── EXTRACTED DATA ──

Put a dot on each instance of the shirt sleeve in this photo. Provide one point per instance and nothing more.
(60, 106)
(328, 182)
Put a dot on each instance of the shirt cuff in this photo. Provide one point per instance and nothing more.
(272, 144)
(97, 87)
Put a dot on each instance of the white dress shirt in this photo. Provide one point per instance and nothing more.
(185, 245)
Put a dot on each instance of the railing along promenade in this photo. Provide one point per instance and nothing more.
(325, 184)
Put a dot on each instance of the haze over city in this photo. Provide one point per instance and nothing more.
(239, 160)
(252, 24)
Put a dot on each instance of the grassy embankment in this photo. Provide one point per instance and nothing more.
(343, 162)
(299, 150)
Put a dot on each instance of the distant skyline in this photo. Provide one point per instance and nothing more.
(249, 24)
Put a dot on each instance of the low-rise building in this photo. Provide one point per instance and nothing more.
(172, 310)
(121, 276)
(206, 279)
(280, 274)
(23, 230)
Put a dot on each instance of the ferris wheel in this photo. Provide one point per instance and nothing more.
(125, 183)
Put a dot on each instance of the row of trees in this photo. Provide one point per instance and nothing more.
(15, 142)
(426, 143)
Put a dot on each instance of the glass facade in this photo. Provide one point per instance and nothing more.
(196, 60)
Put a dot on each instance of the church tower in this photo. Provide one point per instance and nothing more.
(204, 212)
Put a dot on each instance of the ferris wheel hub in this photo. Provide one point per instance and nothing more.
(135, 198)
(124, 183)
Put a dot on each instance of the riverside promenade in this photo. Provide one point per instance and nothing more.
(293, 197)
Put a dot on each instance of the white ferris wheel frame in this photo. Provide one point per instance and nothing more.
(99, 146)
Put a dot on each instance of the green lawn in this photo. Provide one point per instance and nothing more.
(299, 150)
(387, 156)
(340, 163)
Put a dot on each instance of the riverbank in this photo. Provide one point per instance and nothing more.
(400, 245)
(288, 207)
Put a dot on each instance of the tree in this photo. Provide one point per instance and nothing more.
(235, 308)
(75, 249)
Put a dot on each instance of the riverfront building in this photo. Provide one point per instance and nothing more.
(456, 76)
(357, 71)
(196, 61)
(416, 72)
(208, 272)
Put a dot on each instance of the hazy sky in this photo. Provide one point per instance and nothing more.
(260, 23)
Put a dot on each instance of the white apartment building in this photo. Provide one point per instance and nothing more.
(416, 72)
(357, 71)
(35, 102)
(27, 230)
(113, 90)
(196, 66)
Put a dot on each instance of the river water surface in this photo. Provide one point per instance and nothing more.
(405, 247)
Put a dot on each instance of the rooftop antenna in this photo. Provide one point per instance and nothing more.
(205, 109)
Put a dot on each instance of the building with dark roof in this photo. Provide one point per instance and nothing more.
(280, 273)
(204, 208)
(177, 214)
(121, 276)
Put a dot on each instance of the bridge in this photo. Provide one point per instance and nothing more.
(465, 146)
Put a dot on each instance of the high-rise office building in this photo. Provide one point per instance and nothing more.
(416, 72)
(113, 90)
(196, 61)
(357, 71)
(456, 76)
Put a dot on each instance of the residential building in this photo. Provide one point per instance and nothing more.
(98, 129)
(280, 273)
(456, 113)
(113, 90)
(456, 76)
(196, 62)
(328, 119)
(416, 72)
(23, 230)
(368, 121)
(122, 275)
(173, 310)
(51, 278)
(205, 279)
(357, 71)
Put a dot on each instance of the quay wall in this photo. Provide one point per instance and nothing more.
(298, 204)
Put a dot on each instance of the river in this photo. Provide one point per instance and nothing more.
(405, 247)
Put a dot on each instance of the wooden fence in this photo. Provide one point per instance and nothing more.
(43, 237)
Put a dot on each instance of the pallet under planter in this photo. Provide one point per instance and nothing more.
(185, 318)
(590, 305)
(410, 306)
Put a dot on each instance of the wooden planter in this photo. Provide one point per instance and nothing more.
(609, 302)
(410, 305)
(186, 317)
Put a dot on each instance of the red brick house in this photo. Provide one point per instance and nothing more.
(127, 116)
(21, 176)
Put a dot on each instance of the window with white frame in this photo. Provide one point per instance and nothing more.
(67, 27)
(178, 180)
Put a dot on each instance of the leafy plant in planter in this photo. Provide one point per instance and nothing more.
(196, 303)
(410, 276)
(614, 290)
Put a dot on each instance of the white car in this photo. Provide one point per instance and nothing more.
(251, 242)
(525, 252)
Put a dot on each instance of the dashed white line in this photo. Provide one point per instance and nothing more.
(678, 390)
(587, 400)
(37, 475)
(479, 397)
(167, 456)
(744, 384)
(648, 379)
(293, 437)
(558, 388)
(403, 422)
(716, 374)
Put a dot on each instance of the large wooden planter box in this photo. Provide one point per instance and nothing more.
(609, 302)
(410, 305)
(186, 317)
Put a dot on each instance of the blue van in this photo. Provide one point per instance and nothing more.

───

EXERCISE OBJECTIVE:
Copy out all of the lines above exactly.

ANSWER TO THE TASK:
Put a dot on each instance of the shirt sleeve in this photo. Provide one point per instance and nothing more.
(60, 106)
(328, 182)
Put a dot on each instance of the shirt cuff in this photo. Provide one point per instance and nothing more.
(272, 144)
(97, 87)
Put a dot on each instance of the white dress shirt in this photo. Provide one point per instance and nothing more.
(185, 245)
Put a dot on each instance of the railing along promenade in this photo. Provide one point per instance and nothing more.
(325, 184)
Put a dot on each instance of the haze over city in this photo. Provide one point per instance and nothing more.
(239, 160)
(252, 24)
Put a dot on each instance of the grassy embankment in this photo. Provide one point per instance and nothing more.
(343, 162)
(299, 150)
Put a dot on each instance of the distant skyline in this photo. Provide one point per instance and nothing more.
(249, 24)
Put a dot on each instance of the low-rise building in this photo. Provide one point per instance and nothing more.
(172, 310)
(121, 276)
(206, 279)
(280, 274)
(23, 230)
Put a dot on each instance of the ferris wheel in this photo. Provide one point per instance and nothing more.
(125, 183)
Put a dot on each instance of the row of trees in this photo. Provide one point per instance and nothing more.
(15, 142)
(426, 143)
Put a dot on each instance of the glass facade in this photo. Provide one point per instance and nothing more.
(196, 60)
Put a dot on each instance of the church tower in this photo. Provide one point per instance and nothing more.
(204, 212)
Put a dot on each instance of the ferris wheel hub in this photo. Provide one point per instance and nothing more.
(135, 198)
(124, 183)
Put a dot on each instance of the riverside promenade in this photo. Provide one point per instance and nothing more.
(293, 197)
Put a dot on each instance of the white ferris wheel frame in this photo. Provide one point per instance and nothing more.
(99, 146)
Put a dot on each instance of the green lawn in this photo. Provide one point per instance and nothing more.
(299, 150)
(387, 156)
(340, 163)
Put a dot on each instance of the riverbank in this photo. Provide one point per instance and nothing more.
(400, 245)
(288, 207)
Put a dot on each instance of the tree in this photo. Provide one point per instance and nothing more.
(235, 308)
(75, 249)
Put a dot on each instance of the riverfront building in this photo. Provide one point per instance and nothing more.
(456, 76)
(357, 71)
(196, 61)
(416, 72)
(208, 272)
Put a dot on each instance of the hazy sky in this photo. Provide one point per instance and nothing more.
(260, 23)
Put a dot on each instance of the white apartment building in this photo. Provide one point per instance and nothing more.
(416, 72)
(357, 71)
(35, 102)
(27, 230)
(113, 90)
(196, 66)
Put a dot on each instance of the river water surface in this photo. Provide one point per instance and nothing more.
(405, 247)
Put a dot on each instance of the rooftop antenna in this photo. Provide one point per instance and nothing more.
(205, 109)
Put a dot on each instance of the building with dark roof in this photo. Provide one point per instance and nothing more.
(280, 273)
(204, 208)
(177, 214)
(121, 276)
Put a dot on each instance of the bridge in this photo. Provide one point per instance and nothing more.
(465, 146)
Put a dot on each instance of the high-rise office building in this photo. Provide one point per instance and nothing more.
(416, 72)
(113, 90)
(196, 61)
(357, 71)
(456, 76)
Put a dot on each instance of the residential building in this photo. Provide one point per instance and nothing more.
(98, 129)
(280, 273)
(456, 113)
(113, 90)
(456, 76)
(196, 62)
(328, 119)
(416, 72)
(23, 230)
(368, 121)
(122, 275)
(173, 310)
(51, 278)
(205, 279)
(357, 71)
Put a dot on each instance of the quay wall in this photo. Provide one point per instance and nothing more.
(298, 204)
Put a dot on each instance of the river in this photo. Provide one point per instance and nothing more.
(405, 247)
Put a dot on each instance of the wooden fence in this photo. Provide one point per instance and nothing more.
(43, 237)
Put a dot on each instance of the pallet under planter in this photo. Provide one point per instance and nothing more.
(185, 318)
(590, 305)
(410, 306)
Put a dot on each instance of the wooden planter in this photo. Provide one point per instance and nothing more.
(609, 302)
(410, 305)
(186, 317)
Put a dot on each instance of the red brick house in this photo. Provide one point per instance and nothing more.
(127, 116)
(21, 176)
Put a dot on each instance of the window with white frame in this photo. Provide one point per instance and nothing more.
(67, 27)
(178, 180)
Put a dot on each instance of the leafy plant in planter in this photo. Provide one point per instance and nothing more.
(196, 303)
(410, 276)
(614, 290)
Put a dot on each instance of the white car in this photo. Provide one point per instance and nothing more.
(251, 242)
(525, 252)
Put a dot on each instance of the dashed white line in this photo. Provide one point per instance and nothing more.
(678, 390)
(587, 400)
(37, 475)
(479, 397)
(167, 456)
(744, 384)
(648, 379)
(293, 437)
(558, 388)
(403, 422)
(716, 374)
Put a dot on each instance of the large wooden planter box in this photo. Provide one point per instance and nothing more.
(609, 302)
(410, 305)
(186, 317)
Put a dot on each instance of the blue van in this photo. Provide one point per instance and nothing more.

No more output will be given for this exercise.